# Exercise passage
UN: Freezing weather endangering 800,000 displaced by Syria onslaught

By Weedah Hamzah,




Beirut - By Weedah Hamzah, - More than 800,000 people displaced in north-western Syria since December face dire conditions due to an ongoing government campaign in the last rebel stronghold in the country, the United Nations said.

"Women and children – who are 81 percent of the newly-displaced people – are again among those who suffer most," the UN Office for the Coordination of Humanitarian Affairs (OCHA) added in a report released late on Thursday.

The agency warned that problems for those displaced are exacerbated by the freezing weather. On Tuesday, five people died due to the cold, according to OCHA.

"Shelter is the most urgent need, as millions of people have been pushed into small areas not equipped to support that many people, especially during the cold winter," the report said.
Some 36 per cent of the newly-displaced people are staying in rented houses or with host families, while 17 per cent moved to camps, OCHA said, citing a relief group, The Global Camp Coordination and Camp Management Cluster.
It added that a further 12 per cent of those newly displaced are reported to be sheltering in individual tents, while 15 per cent seek cover in unfinished buildings.
"Some 82,000 people are reportedly in open areas, including under trees," the OCHA report said.
The UN Security Council held a closed discussion on the worsening humanitarian situation in Idlib on Friday.
Afterwards, representatives from European Union countries currently or formerly on the council, including Belgium, Estonia, France, Germany and Poland, said they were "deeply alarmed by the ongoing military escalation in north-west Syria" that has led to wide-spread displacement.
"This is one of the worst man-made displacements that we have seen anywhere in the world in years," they said in a statement, adding that it was "entirely avoidable."
They warned that continuing "outrageous" attacks on civilian targets in densely-populated areas, medical facilities and settlements for internally-displaced people "must stop immediately."
"We demand that the parties, especially the Syrian regime and its allies, immediately end their military offensive, establish a genuine and lasting ceasefire, guarantee the protection of civilians and fully adhere to international humanitarian law," the countries' representatives said.

Referring expression data:

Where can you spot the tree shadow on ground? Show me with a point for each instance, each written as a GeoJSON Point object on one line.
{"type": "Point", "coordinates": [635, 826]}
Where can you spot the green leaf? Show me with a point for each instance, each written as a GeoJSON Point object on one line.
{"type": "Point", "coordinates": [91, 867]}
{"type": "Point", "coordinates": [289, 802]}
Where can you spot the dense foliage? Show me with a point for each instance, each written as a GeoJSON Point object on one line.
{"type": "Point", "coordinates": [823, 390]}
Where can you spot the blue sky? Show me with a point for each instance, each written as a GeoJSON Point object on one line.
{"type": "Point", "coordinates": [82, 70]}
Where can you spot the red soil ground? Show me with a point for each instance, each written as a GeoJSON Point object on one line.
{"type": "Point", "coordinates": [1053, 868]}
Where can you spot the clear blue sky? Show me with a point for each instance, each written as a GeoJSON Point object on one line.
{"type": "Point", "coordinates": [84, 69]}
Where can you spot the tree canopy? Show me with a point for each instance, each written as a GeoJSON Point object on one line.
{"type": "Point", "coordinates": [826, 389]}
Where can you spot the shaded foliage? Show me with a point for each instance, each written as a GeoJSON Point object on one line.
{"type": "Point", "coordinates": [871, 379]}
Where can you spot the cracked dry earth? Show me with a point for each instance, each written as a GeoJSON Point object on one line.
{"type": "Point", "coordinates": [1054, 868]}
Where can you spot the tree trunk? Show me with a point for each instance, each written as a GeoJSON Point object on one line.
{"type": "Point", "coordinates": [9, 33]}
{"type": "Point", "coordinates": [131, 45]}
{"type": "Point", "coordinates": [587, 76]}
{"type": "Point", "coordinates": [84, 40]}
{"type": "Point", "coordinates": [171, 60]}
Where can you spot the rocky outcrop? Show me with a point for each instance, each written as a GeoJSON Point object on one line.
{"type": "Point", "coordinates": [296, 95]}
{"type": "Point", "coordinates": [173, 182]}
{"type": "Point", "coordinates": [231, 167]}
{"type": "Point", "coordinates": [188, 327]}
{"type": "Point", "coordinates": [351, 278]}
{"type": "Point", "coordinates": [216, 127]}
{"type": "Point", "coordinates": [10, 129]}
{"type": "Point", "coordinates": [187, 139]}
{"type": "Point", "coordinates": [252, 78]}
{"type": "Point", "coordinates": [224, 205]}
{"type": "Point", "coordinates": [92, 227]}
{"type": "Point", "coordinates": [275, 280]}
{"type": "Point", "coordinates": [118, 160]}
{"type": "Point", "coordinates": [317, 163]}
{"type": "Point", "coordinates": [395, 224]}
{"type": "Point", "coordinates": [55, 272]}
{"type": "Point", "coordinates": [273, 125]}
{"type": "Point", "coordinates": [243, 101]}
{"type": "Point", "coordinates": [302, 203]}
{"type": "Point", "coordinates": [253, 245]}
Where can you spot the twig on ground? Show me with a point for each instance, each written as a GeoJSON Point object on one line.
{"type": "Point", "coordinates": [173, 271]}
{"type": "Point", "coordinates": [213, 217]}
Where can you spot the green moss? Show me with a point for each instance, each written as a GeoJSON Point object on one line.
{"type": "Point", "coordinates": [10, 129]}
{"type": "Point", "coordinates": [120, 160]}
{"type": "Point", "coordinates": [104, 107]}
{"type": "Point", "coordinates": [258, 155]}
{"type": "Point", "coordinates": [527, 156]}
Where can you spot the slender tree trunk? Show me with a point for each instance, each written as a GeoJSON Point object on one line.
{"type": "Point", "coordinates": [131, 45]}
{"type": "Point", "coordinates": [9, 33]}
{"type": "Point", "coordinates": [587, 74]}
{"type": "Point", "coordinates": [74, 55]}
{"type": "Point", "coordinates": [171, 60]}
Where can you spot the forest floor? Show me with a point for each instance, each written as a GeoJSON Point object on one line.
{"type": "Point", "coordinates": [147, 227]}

# Tasks to complete
a) Answer these questions from the article on displacement in north-western Syria:
(i) What share of the newly displaced people are women and children?
(ii) How many people died because of the cold on Tuesday?
(iii) On which day did the UN Security Council hold its closed discussion on Idlib?
b) How would you put this sentence from the article on displacement in north-western Syria into Spanish: "The UN Security Council held a closed discussion on the worsening humanitarian situation in Idlib on Friday."
c) Which European Union countries does the article on displacement in north-western Syria name among those whose representatives issued the statement?

# List of solutions
a)
(i) 81 percent
(ii) Five
(iii) Friday

b) El Consejo de Seguridad de la ONU celebró el viernes una discusión a puerta cerrada sobre el empeoramiento de la situación humanitaria en Idlib.

c) Belgium, Estonia, France, Germany, Poland